▶ [Task statement] Extract every line of the data below that contains the string "follow" and copy each one unchanged. Matching is case-sensitive.
^^^^^^^^
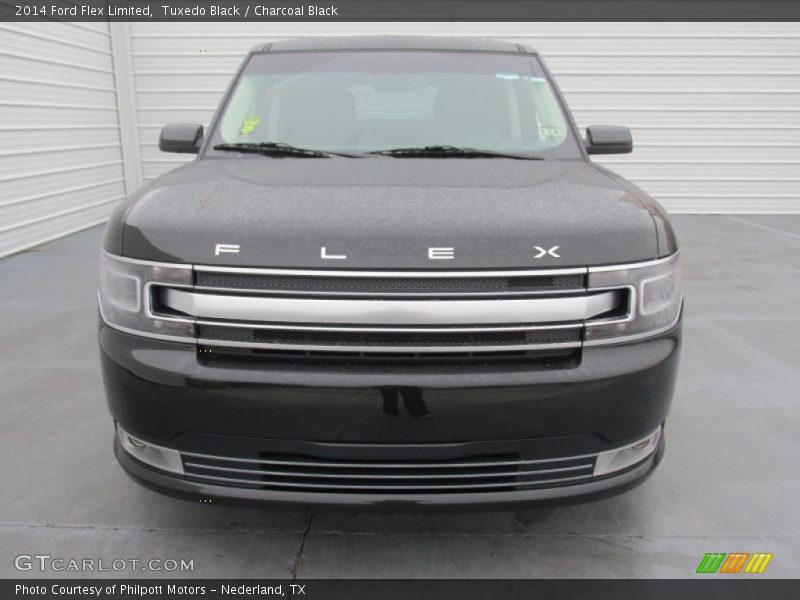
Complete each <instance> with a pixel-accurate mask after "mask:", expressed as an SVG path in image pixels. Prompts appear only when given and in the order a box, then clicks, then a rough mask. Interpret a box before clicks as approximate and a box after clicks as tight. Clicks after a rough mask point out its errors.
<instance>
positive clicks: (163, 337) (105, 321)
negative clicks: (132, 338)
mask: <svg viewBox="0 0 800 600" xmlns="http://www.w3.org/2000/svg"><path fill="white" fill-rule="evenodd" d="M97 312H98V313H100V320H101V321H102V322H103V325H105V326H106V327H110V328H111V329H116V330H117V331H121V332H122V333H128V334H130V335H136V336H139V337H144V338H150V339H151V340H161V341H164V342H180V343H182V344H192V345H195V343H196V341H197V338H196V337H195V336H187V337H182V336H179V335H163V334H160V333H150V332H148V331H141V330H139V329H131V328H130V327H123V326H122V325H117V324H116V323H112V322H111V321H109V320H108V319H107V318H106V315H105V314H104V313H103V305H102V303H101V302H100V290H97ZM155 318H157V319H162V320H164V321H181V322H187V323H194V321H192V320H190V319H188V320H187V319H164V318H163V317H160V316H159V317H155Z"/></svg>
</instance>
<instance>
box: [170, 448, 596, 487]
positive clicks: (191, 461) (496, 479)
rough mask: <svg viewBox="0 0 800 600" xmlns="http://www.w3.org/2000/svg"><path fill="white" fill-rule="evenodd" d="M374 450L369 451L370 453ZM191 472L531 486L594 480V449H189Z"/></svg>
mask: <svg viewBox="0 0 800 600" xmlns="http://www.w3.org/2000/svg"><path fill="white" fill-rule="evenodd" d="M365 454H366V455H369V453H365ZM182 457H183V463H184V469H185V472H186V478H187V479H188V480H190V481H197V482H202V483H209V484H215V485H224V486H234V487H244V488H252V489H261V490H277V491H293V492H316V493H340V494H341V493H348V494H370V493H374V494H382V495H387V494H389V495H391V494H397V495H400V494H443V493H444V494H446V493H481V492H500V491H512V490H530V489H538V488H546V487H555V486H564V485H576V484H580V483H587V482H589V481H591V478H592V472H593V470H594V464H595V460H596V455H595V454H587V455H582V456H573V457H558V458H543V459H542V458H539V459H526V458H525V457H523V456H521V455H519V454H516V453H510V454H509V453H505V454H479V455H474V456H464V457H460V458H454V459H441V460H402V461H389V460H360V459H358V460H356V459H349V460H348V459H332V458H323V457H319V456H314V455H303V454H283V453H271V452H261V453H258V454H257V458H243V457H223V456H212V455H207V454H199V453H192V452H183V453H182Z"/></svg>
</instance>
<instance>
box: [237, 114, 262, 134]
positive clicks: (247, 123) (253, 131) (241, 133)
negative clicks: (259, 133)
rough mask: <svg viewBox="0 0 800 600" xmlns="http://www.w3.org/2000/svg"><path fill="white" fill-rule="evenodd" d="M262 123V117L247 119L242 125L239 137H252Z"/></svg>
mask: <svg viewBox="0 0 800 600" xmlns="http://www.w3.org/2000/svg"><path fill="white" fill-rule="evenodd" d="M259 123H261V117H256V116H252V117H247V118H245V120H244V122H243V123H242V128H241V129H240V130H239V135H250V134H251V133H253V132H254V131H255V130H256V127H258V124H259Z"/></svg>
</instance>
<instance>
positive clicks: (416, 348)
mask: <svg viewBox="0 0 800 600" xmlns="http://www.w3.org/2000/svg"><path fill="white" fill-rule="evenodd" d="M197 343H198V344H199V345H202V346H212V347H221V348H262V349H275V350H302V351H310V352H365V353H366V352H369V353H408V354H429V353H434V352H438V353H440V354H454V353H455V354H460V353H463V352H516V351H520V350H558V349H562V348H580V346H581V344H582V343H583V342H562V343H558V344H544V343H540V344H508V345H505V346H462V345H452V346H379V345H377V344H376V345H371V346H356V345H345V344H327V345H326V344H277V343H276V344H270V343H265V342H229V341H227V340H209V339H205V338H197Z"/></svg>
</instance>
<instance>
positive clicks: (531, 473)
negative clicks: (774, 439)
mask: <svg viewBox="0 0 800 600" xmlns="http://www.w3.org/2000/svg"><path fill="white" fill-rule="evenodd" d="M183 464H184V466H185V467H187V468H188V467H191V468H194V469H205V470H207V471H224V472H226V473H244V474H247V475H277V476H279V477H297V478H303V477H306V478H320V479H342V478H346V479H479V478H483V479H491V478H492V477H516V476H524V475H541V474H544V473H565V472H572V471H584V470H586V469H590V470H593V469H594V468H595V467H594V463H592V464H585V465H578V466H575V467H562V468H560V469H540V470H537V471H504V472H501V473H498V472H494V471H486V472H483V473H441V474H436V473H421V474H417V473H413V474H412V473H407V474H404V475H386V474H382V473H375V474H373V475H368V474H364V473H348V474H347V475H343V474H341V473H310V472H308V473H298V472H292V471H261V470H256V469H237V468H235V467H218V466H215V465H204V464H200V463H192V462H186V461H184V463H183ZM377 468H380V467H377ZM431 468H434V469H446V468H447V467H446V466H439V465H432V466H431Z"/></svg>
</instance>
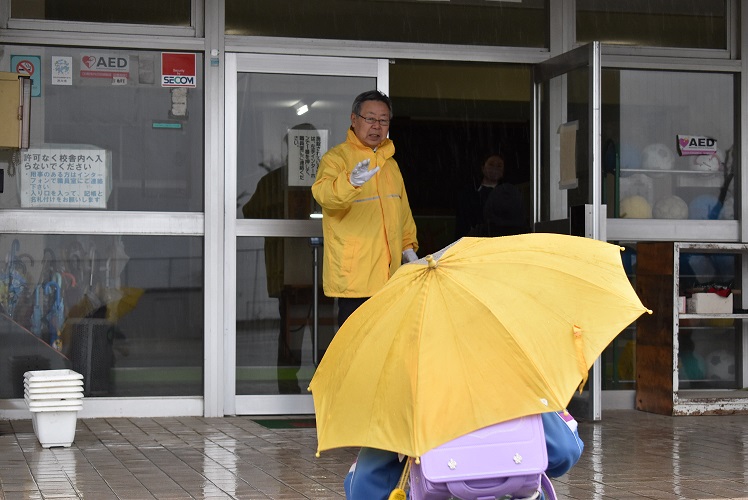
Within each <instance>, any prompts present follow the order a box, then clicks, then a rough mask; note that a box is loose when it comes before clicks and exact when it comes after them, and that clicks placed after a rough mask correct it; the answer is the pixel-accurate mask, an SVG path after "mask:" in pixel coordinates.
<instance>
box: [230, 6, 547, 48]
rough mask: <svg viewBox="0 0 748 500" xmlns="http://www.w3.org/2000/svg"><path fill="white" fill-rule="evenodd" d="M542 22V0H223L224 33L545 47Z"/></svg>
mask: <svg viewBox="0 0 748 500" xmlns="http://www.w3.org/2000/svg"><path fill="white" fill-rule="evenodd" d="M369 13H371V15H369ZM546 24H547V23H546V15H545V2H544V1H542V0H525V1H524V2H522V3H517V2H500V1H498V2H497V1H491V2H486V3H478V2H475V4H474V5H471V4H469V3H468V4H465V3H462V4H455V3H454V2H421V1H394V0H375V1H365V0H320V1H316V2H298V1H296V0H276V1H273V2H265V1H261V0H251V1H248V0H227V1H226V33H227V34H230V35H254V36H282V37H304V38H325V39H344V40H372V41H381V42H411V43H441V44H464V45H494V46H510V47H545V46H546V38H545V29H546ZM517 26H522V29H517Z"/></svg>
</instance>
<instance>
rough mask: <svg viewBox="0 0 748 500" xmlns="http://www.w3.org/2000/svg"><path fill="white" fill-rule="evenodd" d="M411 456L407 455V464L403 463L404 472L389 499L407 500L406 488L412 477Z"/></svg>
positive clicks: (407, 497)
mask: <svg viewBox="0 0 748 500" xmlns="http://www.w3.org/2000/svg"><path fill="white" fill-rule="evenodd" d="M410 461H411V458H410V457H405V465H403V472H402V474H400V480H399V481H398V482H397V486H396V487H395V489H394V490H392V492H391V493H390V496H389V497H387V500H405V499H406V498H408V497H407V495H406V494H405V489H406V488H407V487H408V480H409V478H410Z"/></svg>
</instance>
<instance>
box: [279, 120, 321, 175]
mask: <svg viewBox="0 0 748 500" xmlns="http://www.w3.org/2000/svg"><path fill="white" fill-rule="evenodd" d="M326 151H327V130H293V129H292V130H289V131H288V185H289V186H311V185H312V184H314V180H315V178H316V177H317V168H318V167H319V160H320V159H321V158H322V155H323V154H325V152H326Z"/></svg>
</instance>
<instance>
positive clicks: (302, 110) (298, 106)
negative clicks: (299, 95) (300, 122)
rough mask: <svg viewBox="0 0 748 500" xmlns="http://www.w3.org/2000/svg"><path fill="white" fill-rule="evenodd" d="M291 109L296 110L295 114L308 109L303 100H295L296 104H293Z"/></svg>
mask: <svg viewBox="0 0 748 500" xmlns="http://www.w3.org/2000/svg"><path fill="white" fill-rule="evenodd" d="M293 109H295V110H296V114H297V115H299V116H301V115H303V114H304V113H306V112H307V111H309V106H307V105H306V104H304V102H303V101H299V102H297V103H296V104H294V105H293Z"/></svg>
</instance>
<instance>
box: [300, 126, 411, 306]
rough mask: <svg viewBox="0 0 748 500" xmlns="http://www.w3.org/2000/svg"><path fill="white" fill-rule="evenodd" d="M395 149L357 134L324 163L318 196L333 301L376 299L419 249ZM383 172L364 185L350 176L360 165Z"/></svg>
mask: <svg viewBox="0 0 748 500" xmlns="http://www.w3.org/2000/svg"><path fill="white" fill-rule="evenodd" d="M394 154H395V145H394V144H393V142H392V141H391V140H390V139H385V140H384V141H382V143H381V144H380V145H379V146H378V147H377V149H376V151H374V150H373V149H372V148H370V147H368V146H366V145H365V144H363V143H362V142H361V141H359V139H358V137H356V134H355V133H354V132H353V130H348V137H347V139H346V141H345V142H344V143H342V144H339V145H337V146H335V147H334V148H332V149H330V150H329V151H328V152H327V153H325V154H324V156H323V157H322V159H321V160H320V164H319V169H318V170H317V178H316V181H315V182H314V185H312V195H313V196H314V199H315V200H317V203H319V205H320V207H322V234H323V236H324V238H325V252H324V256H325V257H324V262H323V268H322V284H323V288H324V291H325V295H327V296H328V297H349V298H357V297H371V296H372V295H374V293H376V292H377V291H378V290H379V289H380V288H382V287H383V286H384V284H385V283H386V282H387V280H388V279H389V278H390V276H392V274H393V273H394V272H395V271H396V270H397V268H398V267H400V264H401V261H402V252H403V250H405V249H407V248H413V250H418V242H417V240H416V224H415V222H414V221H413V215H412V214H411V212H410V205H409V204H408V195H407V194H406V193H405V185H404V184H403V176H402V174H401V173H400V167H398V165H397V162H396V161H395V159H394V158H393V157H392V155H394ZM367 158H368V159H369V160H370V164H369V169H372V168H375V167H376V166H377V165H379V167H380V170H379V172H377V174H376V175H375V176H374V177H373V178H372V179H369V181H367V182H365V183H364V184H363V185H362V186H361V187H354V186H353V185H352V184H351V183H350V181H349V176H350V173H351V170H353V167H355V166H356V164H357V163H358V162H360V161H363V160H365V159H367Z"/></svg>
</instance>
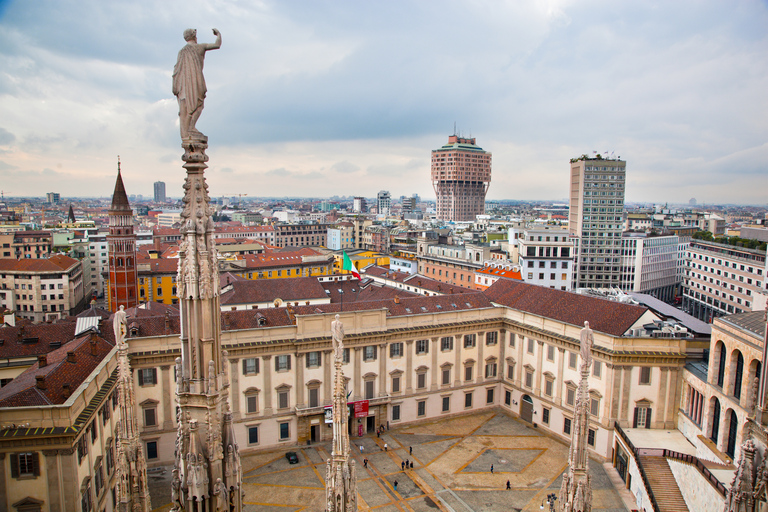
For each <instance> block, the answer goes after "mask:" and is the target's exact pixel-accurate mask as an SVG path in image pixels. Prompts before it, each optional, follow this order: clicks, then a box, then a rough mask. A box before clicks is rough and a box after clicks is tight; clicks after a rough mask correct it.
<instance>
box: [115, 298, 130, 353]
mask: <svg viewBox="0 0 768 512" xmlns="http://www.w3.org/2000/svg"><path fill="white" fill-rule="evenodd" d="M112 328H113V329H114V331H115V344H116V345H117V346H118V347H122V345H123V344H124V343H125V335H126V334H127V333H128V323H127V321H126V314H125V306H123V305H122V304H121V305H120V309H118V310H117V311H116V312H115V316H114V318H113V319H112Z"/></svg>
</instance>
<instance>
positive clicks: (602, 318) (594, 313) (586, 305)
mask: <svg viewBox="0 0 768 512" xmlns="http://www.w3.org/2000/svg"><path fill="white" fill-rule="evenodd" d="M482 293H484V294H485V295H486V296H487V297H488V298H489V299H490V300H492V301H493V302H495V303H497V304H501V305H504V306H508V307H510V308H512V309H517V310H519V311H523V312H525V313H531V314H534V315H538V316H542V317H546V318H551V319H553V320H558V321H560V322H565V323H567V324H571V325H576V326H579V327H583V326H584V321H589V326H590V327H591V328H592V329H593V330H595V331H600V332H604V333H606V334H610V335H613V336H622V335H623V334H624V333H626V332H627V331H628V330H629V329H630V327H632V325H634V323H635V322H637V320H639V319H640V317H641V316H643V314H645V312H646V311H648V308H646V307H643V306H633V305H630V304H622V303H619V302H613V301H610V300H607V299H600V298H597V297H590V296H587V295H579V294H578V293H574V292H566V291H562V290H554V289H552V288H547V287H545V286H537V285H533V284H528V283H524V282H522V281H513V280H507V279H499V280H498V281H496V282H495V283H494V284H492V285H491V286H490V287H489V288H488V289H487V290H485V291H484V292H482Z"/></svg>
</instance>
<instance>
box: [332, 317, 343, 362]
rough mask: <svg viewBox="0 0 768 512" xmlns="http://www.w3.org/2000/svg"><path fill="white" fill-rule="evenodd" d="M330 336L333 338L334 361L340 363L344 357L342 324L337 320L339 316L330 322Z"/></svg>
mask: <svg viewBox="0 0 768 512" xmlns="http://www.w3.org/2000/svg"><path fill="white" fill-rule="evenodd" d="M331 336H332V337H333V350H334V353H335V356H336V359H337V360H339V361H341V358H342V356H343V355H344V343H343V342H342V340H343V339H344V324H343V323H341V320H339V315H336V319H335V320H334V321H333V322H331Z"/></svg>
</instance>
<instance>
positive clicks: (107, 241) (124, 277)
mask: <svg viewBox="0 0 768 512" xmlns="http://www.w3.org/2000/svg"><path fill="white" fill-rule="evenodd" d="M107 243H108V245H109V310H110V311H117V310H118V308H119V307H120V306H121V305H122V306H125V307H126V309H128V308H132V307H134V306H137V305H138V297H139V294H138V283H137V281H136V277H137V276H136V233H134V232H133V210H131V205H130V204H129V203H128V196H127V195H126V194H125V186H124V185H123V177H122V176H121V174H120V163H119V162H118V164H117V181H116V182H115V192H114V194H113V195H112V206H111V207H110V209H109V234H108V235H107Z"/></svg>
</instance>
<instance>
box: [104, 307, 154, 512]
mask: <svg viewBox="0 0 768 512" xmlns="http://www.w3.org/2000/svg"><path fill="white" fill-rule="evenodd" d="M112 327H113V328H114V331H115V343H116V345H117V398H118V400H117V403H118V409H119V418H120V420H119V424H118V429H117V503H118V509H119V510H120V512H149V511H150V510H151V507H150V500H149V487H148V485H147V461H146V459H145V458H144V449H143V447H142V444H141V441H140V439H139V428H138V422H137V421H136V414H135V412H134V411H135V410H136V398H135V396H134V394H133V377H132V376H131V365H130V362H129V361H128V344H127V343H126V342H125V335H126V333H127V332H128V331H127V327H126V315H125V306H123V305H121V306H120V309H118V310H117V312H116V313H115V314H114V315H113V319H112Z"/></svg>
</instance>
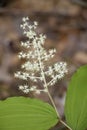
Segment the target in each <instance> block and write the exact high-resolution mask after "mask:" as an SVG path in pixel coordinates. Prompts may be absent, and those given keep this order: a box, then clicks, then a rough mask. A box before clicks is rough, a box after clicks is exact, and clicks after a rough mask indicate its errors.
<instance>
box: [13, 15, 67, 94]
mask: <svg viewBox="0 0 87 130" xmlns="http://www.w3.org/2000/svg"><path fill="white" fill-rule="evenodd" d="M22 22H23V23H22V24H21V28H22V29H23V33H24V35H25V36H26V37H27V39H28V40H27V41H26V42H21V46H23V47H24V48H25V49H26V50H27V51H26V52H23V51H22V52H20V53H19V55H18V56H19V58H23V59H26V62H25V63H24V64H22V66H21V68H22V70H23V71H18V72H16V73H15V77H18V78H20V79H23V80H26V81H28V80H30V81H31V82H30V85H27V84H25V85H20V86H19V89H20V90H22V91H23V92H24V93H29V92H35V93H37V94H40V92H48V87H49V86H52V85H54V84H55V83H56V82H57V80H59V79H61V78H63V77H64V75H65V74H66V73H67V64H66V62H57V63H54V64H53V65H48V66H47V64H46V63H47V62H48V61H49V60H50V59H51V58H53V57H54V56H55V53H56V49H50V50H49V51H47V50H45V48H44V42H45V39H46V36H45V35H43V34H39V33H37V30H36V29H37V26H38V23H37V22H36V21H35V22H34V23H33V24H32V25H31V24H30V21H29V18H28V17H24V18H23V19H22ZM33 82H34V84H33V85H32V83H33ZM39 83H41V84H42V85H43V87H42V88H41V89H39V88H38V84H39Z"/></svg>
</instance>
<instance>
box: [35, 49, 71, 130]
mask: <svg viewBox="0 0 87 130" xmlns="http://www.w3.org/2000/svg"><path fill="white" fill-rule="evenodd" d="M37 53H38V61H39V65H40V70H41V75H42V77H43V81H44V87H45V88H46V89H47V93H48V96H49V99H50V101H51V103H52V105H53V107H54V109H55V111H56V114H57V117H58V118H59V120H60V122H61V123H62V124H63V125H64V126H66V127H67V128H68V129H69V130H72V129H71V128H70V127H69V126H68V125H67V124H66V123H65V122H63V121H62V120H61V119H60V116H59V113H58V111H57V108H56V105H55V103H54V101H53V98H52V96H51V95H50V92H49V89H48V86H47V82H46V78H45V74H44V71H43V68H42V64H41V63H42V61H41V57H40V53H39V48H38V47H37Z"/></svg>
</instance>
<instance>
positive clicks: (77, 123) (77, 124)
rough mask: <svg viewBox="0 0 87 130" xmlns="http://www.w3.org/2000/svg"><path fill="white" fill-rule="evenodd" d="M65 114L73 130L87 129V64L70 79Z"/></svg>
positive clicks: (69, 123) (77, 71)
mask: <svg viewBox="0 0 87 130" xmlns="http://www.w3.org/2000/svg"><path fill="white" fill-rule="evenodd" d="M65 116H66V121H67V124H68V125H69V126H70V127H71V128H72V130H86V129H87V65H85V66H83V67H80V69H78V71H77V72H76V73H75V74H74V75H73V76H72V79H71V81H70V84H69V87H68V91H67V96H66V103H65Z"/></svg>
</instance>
^^^^^^^^
▶ [Written solution]
Within each <instance>, any prompts present follow the order a box, then clicks, then a rough mask; note that a box is loose when it comes before clicks and exact when it comes after them, and that clicks placed after a rough mask correct it; the answer is the pixel-accurate mask, an SVG path after "mask:" in pixel coordinates.
For each <instance> block, the answer goes after "mask:" and is the target's exact pixel-accurate mask as an SVG path in image pixels. Prompts before it, each optional, follow this order: clicks, then a box, then a rough mask. A box before clicks is rough and a box after clicks is tight; clicks after a rough mask correct it.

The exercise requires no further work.